* _Exercise_: Please reproduce each of the entries below exactly as they appear.

---------- Records

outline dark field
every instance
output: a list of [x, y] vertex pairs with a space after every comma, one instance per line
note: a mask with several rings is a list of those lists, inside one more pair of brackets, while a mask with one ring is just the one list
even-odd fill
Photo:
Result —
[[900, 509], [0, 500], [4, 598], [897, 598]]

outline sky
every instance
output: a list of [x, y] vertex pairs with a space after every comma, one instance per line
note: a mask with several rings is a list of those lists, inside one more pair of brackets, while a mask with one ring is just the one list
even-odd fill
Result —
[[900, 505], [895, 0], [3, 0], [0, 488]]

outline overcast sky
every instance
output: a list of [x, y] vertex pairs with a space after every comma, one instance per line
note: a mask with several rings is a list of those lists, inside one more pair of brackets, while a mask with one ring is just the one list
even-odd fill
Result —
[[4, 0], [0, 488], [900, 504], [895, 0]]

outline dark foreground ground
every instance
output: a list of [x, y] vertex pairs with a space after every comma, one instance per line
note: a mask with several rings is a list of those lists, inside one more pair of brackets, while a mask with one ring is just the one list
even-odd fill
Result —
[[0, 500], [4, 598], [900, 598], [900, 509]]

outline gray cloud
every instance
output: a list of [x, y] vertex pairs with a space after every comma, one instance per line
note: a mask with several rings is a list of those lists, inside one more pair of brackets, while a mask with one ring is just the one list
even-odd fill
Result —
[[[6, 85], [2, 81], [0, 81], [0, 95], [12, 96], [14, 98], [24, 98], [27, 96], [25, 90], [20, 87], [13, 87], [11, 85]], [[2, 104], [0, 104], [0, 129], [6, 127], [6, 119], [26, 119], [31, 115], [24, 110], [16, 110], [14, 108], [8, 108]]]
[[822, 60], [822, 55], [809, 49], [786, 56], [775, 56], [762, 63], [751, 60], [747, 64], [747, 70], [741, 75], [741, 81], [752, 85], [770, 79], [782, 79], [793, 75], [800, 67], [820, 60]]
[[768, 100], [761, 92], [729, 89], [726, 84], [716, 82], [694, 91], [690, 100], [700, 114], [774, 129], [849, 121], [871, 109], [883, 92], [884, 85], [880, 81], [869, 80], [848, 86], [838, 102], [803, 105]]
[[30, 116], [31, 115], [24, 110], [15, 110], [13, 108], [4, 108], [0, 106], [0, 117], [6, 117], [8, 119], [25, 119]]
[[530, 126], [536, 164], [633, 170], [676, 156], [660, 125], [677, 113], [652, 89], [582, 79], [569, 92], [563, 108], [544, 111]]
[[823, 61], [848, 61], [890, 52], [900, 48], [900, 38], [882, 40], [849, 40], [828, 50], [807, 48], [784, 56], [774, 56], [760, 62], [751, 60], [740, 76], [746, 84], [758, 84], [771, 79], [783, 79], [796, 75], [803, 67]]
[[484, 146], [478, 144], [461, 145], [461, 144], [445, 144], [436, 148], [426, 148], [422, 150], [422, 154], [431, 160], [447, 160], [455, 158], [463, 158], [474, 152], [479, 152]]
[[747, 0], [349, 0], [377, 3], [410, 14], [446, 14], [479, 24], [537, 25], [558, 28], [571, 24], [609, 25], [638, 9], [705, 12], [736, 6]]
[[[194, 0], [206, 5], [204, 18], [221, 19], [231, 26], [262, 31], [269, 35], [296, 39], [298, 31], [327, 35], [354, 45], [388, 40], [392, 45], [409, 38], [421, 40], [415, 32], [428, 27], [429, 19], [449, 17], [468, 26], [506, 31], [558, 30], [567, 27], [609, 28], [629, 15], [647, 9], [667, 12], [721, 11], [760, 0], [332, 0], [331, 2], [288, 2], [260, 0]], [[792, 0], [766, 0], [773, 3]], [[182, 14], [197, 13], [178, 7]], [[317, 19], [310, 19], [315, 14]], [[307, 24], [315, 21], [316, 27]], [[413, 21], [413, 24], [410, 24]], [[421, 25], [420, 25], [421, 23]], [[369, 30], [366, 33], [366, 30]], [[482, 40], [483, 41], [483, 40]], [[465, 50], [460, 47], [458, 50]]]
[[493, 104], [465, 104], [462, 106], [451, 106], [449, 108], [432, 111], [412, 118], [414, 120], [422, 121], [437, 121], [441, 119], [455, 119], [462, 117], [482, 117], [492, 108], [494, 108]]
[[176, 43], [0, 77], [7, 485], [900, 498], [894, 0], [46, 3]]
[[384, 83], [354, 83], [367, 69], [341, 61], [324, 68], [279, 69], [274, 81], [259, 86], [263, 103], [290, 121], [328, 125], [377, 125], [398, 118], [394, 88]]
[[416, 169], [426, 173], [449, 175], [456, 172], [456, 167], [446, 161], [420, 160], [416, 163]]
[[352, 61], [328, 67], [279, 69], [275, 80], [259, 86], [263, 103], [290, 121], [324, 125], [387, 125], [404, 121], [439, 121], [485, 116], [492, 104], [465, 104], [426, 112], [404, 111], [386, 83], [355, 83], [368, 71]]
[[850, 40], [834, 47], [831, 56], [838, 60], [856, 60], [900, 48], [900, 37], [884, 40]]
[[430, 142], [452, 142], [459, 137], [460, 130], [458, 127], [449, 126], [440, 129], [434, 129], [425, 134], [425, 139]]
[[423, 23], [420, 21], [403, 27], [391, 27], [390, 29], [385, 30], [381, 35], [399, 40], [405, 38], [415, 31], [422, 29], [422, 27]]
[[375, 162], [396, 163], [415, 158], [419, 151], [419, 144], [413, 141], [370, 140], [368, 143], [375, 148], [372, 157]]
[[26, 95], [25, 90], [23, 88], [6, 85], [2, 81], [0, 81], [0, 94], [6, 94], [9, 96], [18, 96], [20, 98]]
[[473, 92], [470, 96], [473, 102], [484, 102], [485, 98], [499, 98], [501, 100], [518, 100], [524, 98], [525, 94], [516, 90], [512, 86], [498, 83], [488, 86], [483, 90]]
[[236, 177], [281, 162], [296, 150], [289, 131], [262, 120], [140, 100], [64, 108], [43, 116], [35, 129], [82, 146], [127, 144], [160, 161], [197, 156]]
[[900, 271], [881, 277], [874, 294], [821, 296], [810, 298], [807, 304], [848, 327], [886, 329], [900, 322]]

--------------------

* _Response below_:
outline dark field
every instance
output: a list of [x, y] vertex pairs with a space after every comma, one instance per line
note: a mask with several rings is a list of those lists, inside one more pair of brackets, while a mask with one ring is just the one list
even-odd fill
Photo:
Result —
[[900, 509], [0, 500], [4, 598], [897, 598]]

outline sky
every instance
output: a list of [x, y] vertex pairs with a space after every comma, one instance per line
note: a mask with several rings is a list of those lists, inside one more pair of brackets, while a mask with one ring is just the one list
even-odd fill
Result —
[[900, 505], [895, 0], [3, 0], [0, 488]]

outline overcast sky
every instance
output: a list of [x, y] vertex pairs with a space after every comma, one instance per line
note: a mask with several rings is a list of those lists, inside one more pair of brackets, while a mask with one ring is just the one list
even-odd fill
Result —
[[4, 0], [0, 488], [900, 504], [895, 0]]

outline dark foreground ground
every instance
output: a list of [x, y] vertex pairs with a space after every comma, one instance per line
note: a mask with several rings is a list of those lists, inside one more pair of brackets, while a mask with one ring is just the one list
even-odd fill
Result —
[[0, 500], [4, 598], [900, 598], [900, 509]]

outline gray cloud
every instance
output: a list of [x, y] vertex pairs with a space after every comma, one instance per line
note: a mask with several rings is a list of those lists, inside one more pair of brackets, while a mask with one ring is just the one list
even-odd fill
Result —
[[[6, 85], [2, 81], [0, 81], [0, 95], [12, 96], [14, 98], [24, 98], [27, 96], [25, 90], [20, 87], [13, 87], [11, 85]], [[2, 104], [0, 104], [0, 129], [6, 127], [6, 119], [26, 119], [31, 115], [24, 110], [16, 110], [14, 108], [8, 108]]]
[[822, 60], [822, 55], [809, 49], [786, 56], [775, 56], [762, 63], [751, 60], [747, 64], [747, 70], [741, 75], [741, 81], [752, 85], [770, 79], [782, 79], [793, 75], [800, 67], [820, 60]]
[[768, 100], [761, 92], [729, 89], [726, 84], [716, 82], [694, 91], [690, 100], [700, 114], [774, 129], [849, 121], [871, 109], [883, 92], [884, 85], [880, 81], [869, 80], [848, 86], [838, 102], [803, 105]]
[[30, 116], [31, 115], [24, 110], [15, 110], [13, 108], [4, 108], [0, 106], [0, 117], [6, 117], [8, 119], [25, 119]]
[[530, 126], [536, 164], [633, 170], [676, 156], [660, 125], [677, 113], [652, 89], [582, 79], [569, 92], [563, 108], [544, 111]]
[[823, 61], [848, 61], [890, 52], [900, 48], [900, 38], [882, 40], [849, 40], [828, 50], [807, 48], [784, 56], [774, 56], [760, 62], [751, 60], [740, 76], [746, 84], [758, 84], [771, 79], [783, 79], [796, 75], [803, 67]]
[[484, 146], [478, 144], [461, 145], [461, 144], [445, 144], [436, 148], [426, 148], [422, 150], [422, 154], [431, 160], [447, 160], [455, 158], [463, 158], [474, 152], [479, 152]]
[[747, 0], [349, 0], [377, 3], [410, 14], [446, 14], [479, 24], [537, 25], [558, 28], [571, 24], [609, 25], [638, 9], [705, 12], [736, 6]]
[[[194, 0], [206, 5], [204, 18], [221, 19], [231, 26], [262, 31], [269, 35], [296, 39], [298, 31], [327, 35], [354, 45], [388, 40], [392, 45], [409, 38], [421, 40], [415, 32], [428, 27], [429, 19], [449, 17], [468, 26], [506, 31], [558, 30], [567, 27], [609, 28], [629, 15], [647, 9], [667, 12], [721, 11], [760, 0], [332, 0], [331, 2], [288, 2], [260, 0]], [[792, 0], [766, 0], [773, 3]], [[182, 14], [197, 13], [178, 7]], [[317, 19], [310, 19], [315, 14]], [[307, 24], [315, 21], [316, 27]], [[413, 21], [413, 24], [410, 24]], [[421, 25], [420, 25], [421, 23]], [[369, 30], [366, 33], [366, 30]], [[482, 40], [483, 41], [483, 40]], [[465, 50], [460, 47], [458, 50]]]
[[493, 104], [465, 104], [462, 106], [451, 106], [449, 108], [432, 111], [412, 118], [414, 120], [422, 121], [437, 121], [441, 119], [455, 119], [462, 117], [482, 117], [492, 108], [494, 108]]
[[176, 43], [0, 77], [7, 485], [900, 498], [894, 0], [46, 3]]
[[384, 83], [354, 83], [367, 69], [341, 61], [324, 68], [279, 69], [274, 81], [259, 86], [263, 103], [290, 121], [328, 125], [377, 125], [398, 118], [394, 88]]
[[416, 169], [426, 173], [449, 175], [456, 172], [456, 167], [446, 161], [420, 160], [416, 163]]
[[352, 61], [328, 67], [279, 69], [275, 80], [259, 86], [263, 103], [290, 121], [324, 125], [387, 125], [404, 121], [439, 121], [485, 116], [492, 104], [465, 104], [426, 112], [404, 111], [386, 83], [355, 83], [368, 71]]
[[850, 40], [834, 47], [831, 56], [838, 60], [856, 60], [900, 48], [900, 37], [884, 40]]
[[430, 142], [452, 142], [459, 137], [460, 130], [458, 127], [449, 126], [440, 129], [434, 129], [425, 134], [425, 139]]
[[423, 23], [420, 21], [403, 27], [391, 27], [390, 29], [385, 30], [381, 35], [399, 40], [405, 38], [415, 31], [422, 29], [422, 27]]
[[375, 162], [396, 163], [415, 158], [419, 151], [419, 144], [413, 141], [370, 140], [368, 143], [375, 148], [372, 157]]
[[26, 95], [25, 90], [23, 88], [6, 85], [2, 81], [0, 81], [0, 94], [6, 94], [9, 96], [18, 96], [20, 98]]
[[473, 92], [470, 96], [473, 102], [484, 102], [485, 98], [499, 98], [501, 100], [518, 100], [524, 98], [525, 94], [516, 90], [512, 86], [498, 83], [488, 86], [483, 90]]
[[236, 177], [281, 162], [296, 150], [289, 131], [262, 120], [140, 100], [64, 108], [43, 116], [35, 129], [82, 146], [127, 144], [160, 161], [197, 156]]
[[900, 271], [881, 277], [874, 294], [821, 296], [810, 298], [807, 304], [848, 327], [886, 329], [900, 322]]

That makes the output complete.